Task objective -> Turn the lines of the material below into a numbered list, beginning with the line containing "Practice. Find the town" and continuing through the line containing "pixel 508 521". Leave out any blank lines.

Rows from a pointing dataset ->
----------------

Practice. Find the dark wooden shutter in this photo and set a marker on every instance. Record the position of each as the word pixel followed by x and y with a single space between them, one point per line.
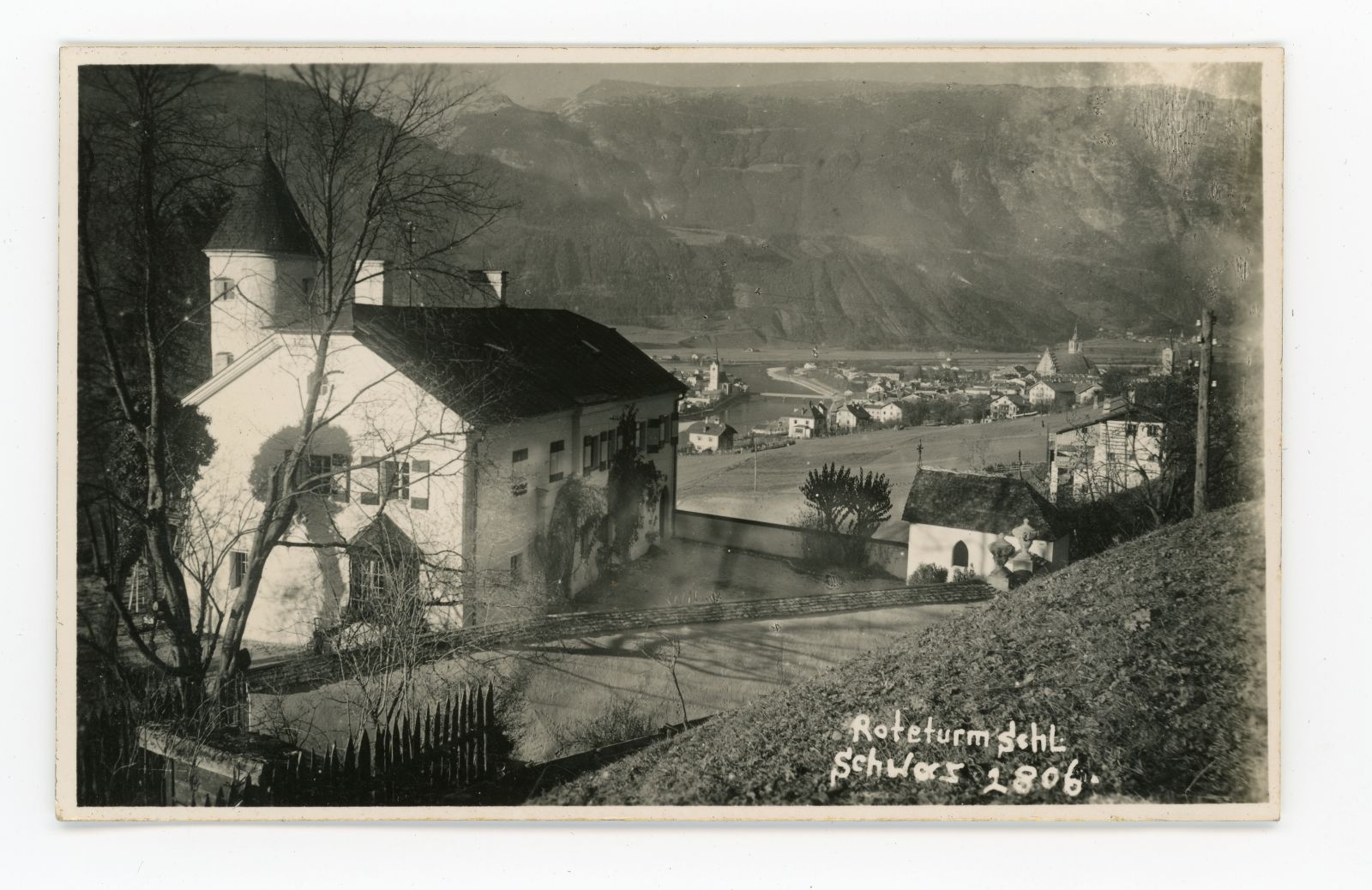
pixel 418 482
pixel 340 484
pixel 388 480
pixel 372 498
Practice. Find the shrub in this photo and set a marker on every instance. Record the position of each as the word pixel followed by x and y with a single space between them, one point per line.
pixel 928 574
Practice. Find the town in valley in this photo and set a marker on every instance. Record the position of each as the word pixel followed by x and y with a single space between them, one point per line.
pixel 489 436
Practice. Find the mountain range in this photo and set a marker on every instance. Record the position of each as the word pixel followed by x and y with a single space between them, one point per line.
pixel 877 214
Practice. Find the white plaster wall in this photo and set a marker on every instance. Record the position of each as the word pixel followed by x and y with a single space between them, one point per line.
pixel 268 288
pixel 935 544
pixel 386 412
pixel 508 521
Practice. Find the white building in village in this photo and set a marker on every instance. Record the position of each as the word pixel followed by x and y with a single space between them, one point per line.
pixel 1098 457
pixel 446 435
pixel 955 517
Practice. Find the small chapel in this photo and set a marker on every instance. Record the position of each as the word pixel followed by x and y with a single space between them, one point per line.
pixel 1072 365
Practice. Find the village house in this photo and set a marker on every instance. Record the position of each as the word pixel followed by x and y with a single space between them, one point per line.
pixel 445 436
pixel 1070 365
pixel 1118 450
pixel 1053 395
pixel 1087 393
pixel 887 413
pixel 1008 406
pixel 957 516
pixel 850 418
pixel 711 436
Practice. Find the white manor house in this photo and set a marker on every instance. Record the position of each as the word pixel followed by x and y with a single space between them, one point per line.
pixel 448 434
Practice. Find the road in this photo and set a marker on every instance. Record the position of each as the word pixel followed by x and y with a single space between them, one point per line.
pixel 571 686
pixel 725 484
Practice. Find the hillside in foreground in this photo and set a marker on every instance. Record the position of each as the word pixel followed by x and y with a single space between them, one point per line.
pixel 1147 661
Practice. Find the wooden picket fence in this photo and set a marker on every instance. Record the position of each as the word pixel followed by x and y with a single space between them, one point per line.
pixel 420 757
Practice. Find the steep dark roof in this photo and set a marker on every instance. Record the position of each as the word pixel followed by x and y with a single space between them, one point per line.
pixel 498 364
pixel 706 428
pixel 384 537
pixel 1072 364
pixel 264 219
pixel 978 502
pixel 1122 412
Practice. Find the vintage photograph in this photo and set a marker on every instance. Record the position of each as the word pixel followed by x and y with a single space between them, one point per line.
pixel 583 434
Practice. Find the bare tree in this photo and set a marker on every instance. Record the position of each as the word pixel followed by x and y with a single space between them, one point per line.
pixel 147 169
pixel 358 144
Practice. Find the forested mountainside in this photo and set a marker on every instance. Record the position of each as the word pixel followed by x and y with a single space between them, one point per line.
pixel 864 214
pixel 868 213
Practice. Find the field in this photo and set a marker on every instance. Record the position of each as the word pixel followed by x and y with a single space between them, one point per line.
pixel 1147 663
pixel 567 688
pixel 766 485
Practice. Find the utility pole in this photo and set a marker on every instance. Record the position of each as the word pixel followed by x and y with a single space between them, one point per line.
pixel 1207 322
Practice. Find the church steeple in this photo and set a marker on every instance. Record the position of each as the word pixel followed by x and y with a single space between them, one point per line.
pixel 264 219
pixel 264 262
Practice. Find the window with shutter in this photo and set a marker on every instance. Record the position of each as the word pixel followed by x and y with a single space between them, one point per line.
pixel 319 473
pixel 340 484
pixel 395 480
pixel 372 473
pixel 238 567
pixel 556 457
pixel 418 484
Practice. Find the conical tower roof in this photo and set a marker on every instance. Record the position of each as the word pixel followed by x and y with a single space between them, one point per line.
pixel 264 219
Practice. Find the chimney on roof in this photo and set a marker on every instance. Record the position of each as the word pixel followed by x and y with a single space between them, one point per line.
pixel 370 284
pixel 490 280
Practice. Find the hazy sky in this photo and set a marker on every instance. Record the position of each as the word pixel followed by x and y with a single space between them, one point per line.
pixel 545 84
pixel 539 84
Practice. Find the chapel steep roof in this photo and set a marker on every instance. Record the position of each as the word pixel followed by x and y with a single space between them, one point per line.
pixel 978 502
pixel 264 219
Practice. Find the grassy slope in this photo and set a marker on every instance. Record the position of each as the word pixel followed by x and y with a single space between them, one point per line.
pixel 1149 657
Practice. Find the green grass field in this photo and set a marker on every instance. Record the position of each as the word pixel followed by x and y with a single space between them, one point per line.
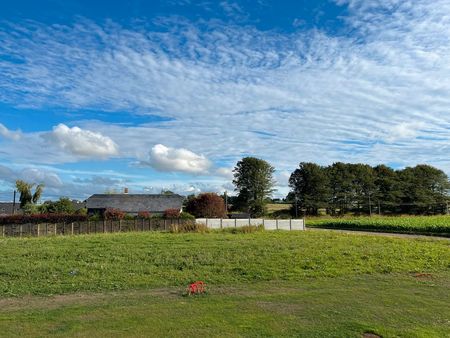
pixel 312 284
pixel 437 225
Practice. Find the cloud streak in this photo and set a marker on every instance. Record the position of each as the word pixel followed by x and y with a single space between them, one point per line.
pixel 377 93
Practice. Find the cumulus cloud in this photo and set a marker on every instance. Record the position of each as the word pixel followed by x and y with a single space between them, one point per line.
pixel 81 142
pixel 237 90
pixel 164 158
pixel 13 135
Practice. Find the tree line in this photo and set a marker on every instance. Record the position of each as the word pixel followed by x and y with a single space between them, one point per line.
pixel 362 189
pixel 337 189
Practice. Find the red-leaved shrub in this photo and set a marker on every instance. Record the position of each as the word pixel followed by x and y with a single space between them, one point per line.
pixel 172 213
pixel 42 218
pixel 113 214
pixel 144 214
pixel 207 205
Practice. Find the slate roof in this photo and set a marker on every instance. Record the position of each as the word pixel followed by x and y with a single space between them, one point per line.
pixel 6 208
pixel 133 203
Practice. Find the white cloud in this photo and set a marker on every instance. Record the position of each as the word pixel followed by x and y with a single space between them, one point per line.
pixel 81 142
pixel 164 158
pixel 35 175
pixel 225 173
pixel 13 135
pixel 233 91
pixel 404 131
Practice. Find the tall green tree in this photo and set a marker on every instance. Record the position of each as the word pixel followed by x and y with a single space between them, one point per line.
pixel 341 187
pixel 363 187
pixel 253 179
pixel 26 194
pixel 388 190
pixel 310 188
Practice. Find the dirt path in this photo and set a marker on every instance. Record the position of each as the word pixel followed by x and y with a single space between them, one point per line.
pixel 377 233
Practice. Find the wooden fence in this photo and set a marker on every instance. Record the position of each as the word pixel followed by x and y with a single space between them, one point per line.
pixel 87 227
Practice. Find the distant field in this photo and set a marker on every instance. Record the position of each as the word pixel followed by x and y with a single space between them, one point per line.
pixel 271 207
pixel 312 284
pixel 439 225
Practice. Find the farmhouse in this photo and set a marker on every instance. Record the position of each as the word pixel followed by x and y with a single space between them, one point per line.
pixel 134 203
pixel 9 208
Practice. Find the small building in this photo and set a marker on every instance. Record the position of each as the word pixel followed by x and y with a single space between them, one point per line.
pixel 9 208
pixel 132 204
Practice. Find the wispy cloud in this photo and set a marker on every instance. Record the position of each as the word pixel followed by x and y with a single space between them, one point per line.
pixel 232 91
pixel 9 134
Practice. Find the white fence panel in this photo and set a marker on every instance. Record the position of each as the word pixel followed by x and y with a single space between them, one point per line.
pixel 269 224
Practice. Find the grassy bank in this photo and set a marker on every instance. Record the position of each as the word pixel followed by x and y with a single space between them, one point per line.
pixel 389 305
pixel 57 265
pixel 437 225
pixel 307 284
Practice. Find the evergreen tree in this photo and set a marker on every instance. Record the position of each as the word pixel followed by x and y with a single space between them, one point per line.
pixel 253 179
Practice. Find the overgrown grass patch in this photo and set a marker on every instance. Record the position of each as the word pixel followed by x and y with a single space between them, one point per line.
pixel 437 225
pixel 58 265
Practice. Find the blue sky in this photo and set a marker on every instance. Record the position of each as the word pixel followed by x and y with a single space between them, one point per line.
pixel 100 95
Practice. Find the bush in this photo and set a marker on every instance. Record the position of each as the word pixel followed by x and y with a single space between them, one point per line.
pixel 187 216
pixel 208 205
pixel 190 226
pixel 144 215
pixel 246 229
pixel 41 218
pixel 113 214
pixel 172 213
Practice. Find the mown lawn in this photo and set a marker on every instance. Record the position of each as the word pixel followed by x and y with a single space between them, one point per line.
pixel 261 284
pixel 435 225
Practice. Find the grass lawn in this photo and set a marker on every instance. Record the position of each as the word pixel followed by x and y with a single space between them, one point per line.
pixel 437 225
pixel 261 284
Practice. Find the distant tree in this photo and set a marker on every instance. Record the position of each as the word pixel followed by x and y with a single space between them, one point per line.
pixel 388 189
pixel 424 189
pixel 62 206
pixel 172 213
pixel 144 215
pixel 207 205
pixel 341 187
pixel 363 187
pixel 26 194
pixel 310 186
pixel 114 214
pixel 253 179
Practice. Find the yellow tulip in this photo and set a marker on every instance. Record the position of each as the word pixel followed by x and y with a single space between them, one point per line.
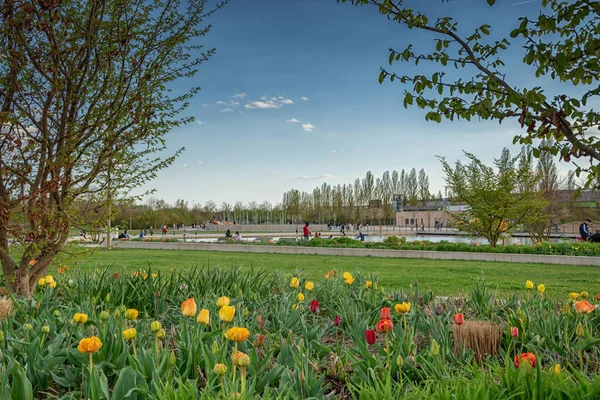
pixel 223 301
pixel 237 334
pixel 89 345
pixel 529 285
pixel 80 318
pixel 203 317
pixel 188 307
pixel 131 314
pixel 129 334
pixel 226 313
pixel 402 308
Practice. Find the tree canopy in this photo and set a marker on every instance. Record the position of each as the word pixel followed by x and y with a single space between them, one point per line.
pixel 87 95
pixel 562 43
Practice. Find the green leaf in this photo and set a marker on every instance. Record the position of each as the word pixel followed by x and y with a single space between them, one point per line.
pixel 21 386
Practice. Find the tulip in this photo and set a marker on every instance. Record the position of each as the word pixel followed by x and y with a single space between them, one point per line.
pixel 220 369
pixel 236 334
pixel 226 313
pixel 129 334
pixel 525 357
pixel 384 313
pixel 259 340
pixel 188 307
pixel 579 330
pixel 584 307
pixel 203 317
pixel 459 319
pixel 89 345
pixel 240 359
pixel 402 308
pixel 541 288
pixel 223 301
pixel 314 306
pixel 529 285
pixel 348 278
pixel 371 336
pixel 384 326
pixel 294 284
pixel 155 326
pixel 131 314
pixel 80 318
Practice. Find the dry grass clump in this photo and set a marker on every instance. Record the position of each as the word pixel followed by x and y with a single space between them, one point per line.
pixel 480 336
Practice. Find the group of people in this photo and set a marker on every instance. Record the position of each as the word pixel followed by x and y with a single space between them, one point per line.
pixel 584 232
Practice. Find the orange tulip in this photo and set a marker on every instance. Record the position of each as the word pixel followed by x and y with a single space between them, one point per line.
pixel 188 307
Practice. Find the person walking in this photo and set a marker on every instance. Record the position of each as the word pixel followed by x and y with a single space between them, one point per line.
pixel 584 230
pixel 306 231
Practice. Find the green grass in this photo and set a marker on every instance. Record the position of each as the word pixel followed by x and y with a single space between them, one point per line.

----------------

Full solution ->
1. Practice. Find the town in valley in this photo and set a marker on every instance. Record the position of each as the word pixel followed by x and y with a single space between them, one point per line.
2. pixel 489 436
3. Practice. Find the mountain range in this photo and set a marker on every instance. Record the position of each as the word pixel followed by x and y with a single space between them, one point per line.
4. pixel 877 214
5. Practice. Find the white plaster wall in this photo and set a marker on every instance. Record the position of each as the word pixel followed by x and y with a single space between them, one point per line.
6. pixel 268 288
7. pixel 935 544
8. pixel 386 412
9. pixel 508 521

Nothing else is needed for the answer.